:: TEXT FOR ANALYSIS
Alright, you know the answer already. It’s something else. It’s an element of Apple’s culture that sets the company apart from the likes of Samsung, Google, and Microsoft. If I had to describe what makes Apple different than the run-of-the-mill tech gadget makers I would sum it up in one word.
No Tears For Redmond
If corporations are people, and people have DNA, then corporations have DNA, too, right? It only stands to reason that a company runs itself much like a human.
Humans have emotions. We react to things around us emotionally. Any company that taps into that emotional stream usually does well.
Customers love Apple products because the company’s products often connect at an emotional level, a bond that’s not easily broken. Mac, iPhone, iPad. We connect.
To compare, let’s look at Microsoft? One can argue the company has been financially successful, but most of the revenue and profits came from two intertwined businesses– Windows and Office. Since then, bupkis.
As to emotion, Microsoft creates emotions in customers, too, but not always positive emotions. That lack of good will and lesser trust set the stage for a mass exodus of customers as the nascent mobile device industry exploded. In the pursuit of money vs. creating a product that customers love, Microsoft has been left behind.
No Tears For Google
Google has a similar problem. The emotions evoked by Google products (a term I use loosely, because in reality, you are Google’s product)– search engine, advertising, free applications, smartphones and tablets– do not rival Apple.
Customers are viewing Google more as Big Brother than Big Benefactor, the devious man behind the green curtain pulling strings and levers to manipulate others.
::::
:: RECORD EXCERPTS
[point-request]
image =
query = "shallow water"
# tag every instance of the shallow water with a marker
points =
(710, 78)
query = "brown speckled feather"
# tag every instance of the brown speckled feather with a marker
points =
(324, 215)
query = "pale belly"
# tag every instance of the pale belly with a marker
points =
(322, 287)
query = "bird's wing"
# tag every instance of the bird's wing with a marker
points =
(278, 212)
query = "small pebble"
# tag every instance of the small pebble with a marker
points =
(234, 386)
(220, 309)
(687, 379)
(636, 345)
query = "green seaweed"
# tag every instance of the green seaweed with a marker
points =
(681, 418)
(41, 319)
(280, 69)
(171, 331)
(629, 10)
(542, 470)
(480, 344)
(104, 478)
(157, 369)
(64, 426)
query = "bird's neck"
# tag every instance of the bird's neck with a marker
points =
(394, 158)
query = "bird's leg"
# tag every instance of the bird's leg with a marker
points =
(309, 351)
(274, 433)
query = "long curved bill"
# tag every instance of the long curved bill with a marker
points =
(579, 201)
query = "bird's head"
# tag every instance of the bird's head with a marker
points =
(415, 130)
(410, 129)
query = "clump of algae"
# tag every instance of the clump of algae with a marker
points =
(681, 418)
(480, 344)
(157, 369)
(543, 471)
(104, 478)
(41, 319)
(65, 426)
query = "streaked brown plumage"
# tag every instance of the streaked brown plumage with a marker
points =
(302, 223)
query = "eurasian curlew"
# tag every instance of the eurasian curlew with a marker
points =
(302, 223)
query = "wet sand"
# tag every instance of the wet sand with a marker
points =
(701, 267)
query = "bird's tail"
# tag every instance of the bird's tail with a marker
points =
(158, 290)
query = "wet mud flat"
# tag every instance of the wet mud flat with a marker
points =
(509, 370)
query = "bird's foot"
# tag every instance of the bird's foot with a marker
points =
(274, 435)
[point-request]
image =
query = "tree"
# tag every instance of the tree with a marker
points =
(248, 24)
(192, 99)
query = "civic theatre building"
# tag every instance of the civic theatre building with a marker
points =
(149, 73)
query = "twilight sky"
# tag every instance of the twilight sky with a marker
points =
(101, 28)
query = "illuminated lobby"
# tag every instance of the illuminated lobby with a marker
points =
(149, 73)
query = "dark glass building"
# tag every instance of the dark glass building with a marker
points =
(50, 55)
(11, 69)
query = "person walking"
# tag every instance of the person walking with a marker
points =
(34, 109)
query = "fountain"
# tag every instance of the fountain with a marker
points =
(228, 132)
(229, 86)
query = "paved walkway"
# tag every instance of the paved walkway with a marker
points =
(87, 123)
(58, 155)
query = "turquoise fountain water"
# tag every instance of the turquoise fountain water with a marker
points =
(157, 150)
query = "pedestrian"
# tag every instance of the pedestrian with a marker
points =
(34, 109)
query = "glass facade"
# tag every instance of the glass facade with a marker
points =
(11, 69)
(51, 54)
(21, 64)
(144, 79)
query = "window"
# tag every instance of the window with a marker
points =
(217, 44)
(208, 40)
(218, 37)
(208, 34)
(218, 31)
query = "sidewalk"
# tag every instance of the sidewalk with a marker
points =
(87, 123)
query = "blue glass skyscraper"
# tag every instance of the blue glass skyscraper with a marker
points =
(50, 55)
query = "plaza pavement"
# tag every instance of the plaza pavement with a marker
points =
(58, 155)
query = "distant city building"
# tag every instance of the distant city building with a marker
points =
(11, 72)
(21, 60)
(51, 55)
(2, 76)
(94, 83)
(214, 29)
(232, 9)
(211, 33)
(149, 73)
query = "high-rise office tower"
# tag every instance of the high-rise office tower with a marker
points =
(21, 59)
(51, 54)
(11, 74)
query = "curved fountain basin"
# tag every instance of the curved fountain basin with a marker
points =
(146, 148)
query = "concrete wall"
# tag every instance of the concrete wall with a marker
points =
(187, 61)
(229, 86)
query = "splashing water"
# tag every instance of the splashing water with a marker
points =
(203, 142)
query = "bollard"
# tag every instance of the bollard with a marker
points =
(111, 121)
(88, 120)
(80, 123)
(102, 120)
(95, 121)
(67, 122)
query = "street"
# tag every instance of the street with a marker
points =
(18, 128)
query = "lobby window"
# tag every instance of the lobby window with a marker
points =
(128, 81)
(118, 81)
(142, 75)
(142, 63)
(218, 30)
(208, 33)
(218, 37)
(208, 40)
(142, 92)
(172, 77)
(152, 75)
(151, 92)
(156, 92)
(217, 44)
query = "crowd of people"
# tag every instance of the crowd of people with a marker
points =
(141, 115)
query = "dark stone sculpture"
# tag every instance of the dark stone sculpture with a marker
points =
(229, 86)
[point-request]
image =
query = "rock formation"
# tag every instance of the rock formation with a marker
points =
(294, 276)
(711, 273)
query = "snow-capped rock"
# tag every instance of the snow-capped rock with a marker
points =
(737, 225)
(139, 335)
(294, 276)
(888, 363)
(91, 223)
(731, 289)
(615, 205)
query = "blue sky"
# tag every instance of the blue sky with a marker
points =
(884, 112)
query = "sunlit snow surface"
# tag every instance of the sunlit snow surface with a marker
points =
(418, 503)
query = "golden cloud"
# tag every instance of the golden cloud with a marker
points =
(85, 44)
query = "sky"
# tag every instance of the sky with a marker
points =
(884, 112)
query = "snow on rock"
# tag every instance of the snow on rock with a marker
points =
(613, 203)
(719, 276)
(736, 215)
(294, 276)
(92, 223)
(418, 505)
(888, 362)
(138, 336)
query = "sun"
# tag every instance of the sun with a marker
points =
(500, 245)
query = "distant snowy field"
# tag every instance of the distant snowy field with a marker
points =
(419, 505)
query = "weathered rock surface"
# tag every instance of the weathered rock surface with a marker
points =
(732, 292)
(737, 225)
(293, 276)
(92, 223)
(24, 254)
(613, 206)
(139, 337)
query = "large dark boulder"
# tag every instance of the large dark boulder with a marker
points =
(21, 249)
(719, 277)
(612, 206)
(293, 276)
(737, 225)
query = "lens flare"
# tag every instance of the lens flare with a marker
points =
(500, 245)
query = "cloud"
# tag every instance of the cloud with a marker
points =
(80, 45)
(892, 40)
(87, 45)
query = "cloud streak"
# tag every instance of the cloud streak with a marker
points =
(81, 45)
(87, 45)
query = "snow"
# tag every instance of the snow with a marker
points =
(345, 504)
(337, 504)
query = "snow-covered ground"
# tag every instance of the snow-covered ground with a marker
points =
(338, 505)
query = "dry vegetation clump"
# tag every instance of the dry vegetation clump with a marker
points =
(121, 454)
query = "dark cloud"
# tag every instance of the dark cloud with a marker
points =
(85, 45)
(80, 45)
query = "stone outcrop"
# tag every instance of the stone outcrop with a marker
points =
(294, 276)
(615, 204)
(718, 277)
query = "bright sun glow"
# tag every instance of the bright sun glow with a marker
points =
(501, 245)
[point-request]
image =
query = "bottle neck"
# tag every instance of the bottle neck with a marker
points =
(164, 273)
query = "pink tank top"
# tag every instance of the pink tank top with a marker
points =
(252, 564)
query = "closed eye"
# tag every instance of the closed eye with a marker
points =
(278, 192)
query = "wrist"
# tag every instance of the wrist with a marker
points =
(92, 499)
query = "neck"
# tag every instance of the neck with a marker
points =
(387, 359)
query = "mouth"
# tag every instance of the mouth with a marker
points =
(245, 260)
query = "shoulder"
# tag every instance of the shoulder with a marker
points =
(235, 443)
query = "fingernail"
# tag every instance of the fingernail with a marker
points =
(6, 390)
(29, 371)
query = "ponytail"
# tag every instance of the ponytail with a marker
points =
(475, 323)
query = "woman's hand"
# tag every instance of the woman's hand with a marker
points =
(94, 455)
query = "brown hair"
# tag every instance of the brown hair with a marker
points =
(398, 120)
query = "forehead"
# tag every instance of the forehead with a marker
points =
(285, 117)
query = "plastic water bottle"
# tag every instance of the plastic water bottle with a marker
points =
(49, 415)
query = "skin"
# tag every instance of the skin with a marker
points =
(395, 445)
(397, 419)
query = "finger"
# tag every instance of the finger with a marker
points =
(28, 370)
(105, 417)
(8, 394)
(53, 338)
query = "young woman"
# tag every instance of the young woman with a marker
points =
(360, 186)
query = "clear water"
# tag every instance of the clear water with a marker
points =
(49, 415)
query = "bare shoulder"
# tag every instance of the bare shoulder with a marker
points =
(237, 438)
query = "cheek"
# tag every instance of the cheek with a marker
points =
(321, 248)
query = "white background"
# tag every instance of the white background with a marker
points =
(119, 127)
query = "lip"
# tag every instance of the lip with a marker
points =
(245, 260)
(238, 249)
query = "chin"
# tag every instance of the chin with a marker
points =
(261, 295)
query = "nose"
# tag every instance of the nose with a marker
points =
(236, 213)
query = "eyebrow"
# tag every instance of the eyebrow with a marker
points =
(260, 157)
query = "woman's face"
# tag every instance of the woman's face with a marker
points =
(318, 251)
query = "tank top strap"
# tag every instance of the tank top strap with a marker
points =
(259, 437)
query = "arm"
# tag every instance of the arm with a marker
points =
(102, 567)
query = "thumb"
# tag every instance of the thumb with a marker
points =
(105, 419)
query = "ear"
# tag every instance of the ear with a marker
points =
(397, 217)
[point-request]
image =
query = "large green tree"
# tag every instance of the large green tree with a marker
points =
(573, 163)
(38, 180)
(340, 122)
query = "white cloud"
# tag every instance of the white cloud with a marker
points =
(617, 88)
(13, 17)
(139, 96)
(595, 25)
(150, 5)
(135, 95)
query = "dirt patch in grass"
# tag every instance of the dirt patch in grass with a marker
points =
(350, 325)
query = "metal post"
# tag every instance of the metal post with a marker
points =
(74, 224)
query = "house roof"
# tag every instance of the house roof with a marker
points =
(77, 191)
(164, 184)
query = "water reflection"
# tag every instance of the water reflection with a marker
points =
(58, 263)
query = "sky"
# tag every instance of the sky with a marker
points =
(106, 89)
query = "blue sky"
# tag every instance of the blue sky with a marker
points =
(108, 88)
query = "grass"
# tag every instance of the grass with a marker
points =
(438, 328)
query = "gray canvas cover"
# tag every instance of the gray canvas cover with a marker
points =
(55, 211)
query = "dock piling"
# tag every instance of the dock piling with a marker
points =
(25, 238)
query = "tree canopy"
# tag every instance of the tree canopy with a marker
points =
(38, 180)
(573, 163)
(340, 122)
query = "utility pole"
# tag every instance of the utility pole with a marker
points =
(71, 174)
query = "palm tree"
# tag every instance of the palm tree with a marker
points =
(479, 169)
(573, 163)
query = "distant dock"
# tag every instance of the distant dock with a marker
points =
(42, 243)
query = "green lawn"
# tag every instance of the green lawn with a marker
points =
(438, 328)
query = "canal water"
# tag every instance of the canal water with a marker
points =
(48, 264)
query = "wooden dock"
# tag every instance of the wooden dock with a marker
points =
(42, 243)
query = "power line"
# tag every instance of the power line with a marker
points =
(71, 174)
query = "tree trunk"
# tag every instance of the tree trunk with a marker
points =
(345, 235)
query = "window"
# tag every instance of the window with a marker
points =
::::
* _QUESTIONS ON THE MATERIAL_:
(a) From the text on Apple's emotional appeal, reproduce word for word the passage starting with "No Tears For Google" and going on through "not rival Apple.".
(b) Extend the text on Apple's emotional appeal, picking up after its final sentence.
The records are not needed for the work that comes next.

* _ANSWER LIST_:
(a)
No Tears For Google
Google has a similar problem. The emotions evoked by Google products (a term I use loosely, because in reality, you are Google’s product)– search engine, advertising, free applications, smartphones and tablets– do not rival Apple.

(b)
Again, as with Microsoft, Google is highly profitable as a company, but only on one product line. Search engine advertising. Just as Microsoft completely missed the mobile revolution, Google has yet to figure out a way to diversify itself and establish a connecting bond to users. As with BlackBerry, Google pursues money at all costs.
Despite Android’s huge market share, unlike Microsoft and Windows, Google hasn’t been able to translate that success into revenue and profits. The bond between user and Google is fragile, easily broken.
The same can be said of Samsung, and many of Apple’s nameless, emotionless competitors who crank out new products devoid of personality, limited in scope and lacking in taste and creativity.
Just as Microsoft’s fall from grace was slow and steady, despite the riches, Google’s fall will be similar. Diversify or die.
Wait. Does not Apple also pursue money? Yes, but money is less the object than the result of building products that create an emotional bond with customers. That’s in Apple’s DNA.